Coordinate annotation entries:
■ ■ ■ ■ ■ ■ ■
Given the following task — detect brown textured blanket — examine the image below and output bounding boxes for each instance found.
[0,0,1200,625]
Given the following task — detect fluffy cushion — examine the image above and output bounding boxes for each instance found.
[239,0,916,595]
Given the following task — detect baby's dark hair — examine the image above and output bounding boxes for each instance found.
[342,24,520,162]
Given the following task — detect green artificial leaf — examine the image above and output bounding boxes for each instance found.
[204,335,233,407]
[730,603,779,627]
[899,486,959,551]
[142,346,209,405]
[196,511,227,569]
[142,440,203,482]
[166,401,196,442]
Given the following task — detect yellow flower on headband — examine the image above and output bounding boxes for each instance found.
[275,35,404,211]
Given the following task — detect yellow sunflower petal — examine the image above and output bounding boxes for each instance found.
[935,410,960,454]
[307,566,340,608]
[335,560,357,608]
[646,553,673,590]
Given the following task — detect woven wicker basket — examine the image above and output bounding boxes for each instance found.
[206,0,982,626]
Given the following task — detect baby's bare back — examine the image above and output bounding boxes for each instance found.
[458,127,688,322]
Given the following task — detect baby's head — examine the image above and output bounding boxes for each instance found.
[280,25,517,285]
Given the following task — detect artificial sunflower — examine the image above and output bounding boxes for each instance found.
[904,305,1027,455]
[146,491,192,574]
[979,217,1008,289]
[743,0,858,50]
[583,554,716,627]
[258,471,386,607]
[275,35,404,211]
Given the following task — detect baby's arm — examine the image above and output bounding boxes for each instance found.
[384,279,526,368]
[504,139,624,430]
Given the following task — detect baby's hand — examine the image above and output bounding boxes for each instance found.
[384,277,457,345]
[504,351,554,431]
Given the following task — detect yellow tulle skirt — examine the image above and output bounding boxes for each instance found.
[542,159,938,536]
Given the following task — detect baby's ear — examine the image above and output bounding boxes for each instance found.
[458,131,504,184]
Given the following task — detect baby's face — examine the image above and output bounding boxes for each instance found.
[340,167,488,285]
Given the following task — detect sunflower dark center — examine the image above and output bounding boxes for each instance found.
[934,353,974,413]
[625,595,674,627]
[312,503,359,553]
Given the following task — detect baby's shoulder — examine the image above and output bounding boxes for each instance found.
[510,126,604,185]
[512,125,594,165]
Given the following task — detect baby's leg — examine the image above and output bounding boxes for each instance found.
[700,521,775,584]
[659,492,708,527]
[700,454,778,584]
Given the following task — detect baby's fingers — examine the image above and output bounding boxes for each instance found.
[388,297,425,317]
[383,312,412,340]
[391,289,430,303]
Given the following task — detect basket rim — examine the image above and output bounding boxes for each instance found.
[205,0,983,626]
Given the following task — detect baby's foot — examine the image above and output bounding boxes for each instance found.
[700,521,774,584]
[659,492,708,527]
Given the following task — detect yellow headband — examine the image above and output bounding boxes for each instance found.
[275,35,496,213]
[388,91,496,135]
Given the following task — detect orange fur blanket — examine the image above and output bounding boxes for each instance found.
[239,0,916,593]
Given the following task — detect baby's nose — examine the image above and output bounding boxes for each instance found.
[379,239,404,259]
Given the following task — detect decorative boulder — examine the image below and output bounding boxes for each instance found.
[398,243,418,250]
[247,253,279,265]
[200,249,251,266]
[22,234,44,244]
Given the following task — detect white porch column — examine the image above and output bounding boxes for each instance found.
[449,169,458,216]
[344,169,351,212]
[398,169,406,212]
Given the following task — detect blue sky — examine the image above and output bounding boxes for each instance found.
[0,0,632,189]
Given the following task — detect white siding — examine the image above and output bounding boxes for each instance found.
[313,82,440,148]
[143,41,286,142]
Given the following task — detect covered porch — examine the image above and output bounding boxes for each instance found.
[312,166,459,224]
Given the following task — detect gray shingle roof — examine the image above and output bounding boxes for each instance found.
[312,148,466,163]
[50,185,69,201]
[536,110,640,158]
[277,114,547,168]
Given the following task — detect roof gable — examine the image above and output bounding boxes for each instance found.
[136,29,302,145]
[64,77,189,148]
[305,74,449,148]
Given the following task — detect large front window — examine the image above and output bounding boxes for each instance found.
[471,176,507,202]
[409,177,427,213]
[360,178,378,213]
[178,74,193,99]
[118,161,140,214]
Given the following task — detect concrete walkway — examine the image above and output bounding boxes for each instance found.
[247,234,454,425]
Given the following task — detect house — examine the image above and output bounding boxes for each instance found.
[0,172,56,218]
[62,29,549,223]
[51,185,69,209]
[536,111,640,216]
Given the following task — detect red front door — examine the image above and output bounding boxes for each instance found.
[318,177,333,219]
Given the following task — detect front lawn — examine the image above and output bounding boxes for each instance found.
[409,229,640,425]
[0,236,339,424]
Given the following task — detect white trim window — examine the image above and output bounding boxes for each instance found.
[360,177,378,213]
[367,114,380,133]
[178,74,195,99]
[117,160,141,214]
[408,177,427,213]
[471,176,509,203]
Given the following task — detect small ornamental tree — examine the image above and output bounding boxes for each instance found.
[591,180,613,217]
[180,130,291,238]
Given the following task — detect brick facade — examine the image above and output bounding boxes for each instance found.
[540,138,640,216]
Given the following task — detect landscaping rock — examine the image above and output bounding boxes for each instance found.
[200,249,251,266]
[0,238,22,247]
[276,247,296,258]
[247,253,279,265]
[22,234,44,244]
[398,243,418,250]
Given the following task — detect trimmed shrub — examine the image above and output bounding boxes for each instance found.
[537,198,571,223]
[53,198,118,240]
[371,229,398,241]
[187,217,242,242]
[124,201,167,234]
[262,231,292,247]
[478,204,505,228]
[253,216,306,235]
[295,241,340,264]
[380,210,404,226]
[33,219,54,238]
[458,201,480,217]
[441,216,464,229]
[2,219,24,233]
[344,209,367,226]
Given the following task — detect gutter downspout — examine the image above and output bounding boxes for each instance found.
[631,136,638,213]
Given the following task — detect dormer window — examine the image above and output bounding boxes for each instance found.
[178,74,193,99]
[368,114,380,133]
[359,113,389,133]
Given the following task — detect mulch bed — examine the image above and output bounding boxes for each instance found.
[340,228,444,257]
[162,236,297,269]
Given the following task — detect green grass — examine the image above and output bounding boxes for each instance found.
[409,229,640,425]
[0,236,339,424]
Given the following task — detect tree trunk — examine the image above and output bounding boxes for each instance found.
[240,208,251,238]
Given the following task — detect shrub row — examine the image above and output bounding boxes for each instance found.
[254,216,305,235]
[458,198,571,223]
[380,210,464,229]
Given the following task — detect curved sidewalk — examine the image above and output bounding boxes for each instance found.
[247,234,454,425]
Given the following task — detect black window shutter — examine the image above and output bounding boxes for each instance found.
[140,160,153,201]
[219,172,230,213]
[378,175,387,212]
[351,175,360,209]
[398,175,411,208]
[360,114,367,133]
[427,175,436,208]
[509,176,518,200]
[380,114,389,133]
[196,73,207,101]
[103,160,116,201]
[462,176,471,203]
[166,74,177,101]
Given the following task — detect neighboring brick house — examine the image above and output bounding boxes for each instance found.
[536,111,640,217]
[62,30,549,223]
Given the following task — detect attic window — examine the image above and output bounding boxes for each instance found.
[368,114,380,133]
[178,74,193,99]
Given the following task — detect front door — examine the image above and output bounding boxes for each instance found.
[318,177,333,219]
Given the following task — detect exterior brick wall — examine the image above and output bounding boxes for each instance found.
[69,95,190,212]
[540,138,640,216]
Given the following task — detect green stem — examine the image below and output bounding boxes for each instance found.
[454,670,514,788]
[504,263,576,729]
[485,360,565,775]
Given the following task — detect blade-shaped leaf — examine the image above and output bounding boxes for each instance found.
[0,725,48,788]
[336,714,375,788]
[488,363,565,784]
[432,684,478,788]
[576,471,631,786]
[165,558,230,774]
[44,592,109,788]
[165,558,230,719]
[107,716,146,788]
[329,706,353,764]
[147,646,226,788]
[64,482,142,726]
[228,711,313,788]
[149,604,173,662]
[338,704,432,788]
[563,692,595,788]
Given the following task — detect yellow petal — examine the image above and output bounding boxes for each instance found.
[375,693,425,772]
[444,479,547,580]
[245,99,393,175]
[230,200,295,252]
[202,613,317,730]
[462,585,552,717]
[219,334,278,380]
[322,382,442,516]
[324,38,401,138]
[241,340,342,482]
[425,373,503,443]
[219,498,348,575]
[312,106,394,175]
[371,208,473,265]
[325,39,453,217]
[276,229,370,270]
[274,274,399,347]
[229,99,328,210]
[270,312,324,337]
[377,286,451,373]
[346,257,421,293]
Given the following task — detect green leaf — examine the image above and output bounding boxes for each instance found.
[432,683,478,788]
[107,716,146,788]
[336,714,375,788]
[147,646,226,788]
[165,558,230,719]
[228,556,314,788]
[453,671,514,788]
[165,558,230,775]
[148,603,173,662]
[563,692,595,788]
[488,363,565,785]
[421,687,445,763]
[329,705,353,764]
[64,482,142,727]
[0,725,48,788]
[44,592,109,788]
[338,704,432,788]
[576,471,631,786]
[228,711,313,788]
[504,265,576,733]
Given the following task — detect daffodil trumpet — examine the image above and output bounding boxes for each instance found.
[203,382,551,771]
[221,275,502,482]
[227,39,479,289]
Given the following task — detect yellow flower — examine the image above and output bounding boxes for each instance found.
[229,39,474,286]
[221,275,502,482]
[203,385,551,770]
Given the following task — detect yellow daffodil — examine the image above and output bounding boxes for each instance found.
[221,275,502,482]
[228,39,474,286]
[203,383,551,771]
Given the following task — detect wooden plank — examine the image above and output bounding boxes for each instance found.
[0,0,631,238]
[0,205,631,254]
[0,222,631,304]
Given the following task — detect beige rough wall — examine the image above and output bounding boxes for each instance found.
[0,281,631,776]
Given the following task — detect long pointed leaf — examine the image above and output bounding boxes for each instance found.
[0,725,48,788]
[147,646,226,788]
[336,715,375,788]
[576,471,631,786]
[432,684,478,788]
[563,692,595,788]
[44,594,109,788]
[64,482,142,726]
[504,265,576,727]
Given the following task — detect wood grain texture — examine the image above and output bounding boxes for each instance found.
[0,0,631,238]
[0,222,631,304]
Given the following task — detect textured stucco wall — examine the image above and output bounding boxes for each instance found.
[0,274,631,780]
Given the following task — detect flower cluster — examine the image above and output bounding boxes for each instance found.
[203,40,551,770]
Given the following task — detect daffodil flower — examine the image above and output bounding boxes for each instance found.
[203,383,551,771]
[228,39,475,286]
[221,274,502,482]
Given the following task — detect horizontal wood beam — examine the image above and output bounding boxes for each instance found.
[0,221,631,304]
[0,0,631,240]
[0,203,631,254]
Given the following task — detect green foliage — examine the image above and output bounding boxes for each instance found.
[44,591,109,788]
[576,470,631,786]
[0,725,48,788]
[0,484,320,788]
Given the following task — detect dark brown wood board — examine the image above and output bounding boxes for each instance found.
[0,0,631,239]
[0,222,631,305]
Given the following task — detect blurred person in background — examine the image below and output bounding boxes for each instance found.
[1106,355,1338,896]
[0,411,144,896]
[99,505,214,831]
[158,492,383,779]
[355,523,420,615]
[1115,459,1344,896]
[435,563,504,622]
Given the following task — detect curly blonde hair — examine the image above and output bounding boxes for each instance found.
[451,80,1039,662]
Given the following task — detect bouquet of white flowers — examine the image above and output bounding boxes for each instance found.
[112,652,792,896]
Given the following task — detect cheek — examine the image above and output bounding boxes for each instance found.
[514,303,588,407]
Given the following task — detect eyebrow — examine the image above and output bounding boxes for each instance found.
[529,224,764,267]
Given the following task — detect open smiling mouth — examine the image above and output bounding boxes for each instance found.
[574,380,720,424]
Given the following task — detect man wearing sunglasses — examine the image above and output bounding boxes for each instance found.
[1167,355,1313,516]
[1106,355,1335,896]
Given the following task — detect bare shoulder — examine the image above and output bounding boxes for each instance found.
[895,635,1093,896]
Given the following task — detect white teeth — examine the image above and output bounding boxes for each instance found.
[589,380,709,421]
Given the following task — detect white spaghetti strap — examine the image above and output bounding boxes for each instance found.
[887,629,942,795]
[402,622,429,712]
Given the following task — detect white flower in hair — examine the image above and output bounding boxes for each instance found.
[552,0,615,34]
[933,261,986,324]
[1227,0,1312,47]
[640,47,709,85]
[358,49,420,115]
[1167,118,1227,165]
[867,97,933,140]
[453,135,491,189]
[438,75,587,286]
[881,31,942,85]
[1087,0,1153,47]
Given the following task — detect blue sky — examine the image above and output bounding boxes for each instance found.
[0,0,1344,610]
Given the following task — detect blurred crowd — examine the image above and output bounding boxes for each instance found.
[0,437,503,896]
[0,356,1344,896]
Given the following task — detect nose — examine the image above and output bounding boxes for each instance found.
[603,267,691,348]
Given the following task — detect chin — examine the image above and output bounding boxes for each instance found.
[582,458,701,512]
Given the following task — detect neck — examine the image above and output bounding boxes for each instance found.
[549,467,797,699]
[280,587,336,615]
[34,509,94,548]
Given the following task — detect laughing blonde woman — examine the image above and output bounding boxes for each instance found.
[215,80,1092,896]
■ ■ ■ ■ ■ ■ ■
Convert the records into a JSON list of strings, starting at the line containing "Given the following task — detect tree" and ending at the line containing "[380,210,464,229]". Use one string per line and leave out blank lines.

The completed task:
[
  "Given the following task — detect tree trunk — examine the image above and output bounding boxes for each instance found.",
  "[240,208,251,238]",
  "Given the following task — detect shrub row — examine the image above and output bounding boxes for each instance found.",
  "[254,216,305,235]",
  "[458,198,571,223]",
  "[380,210,464,229]"
]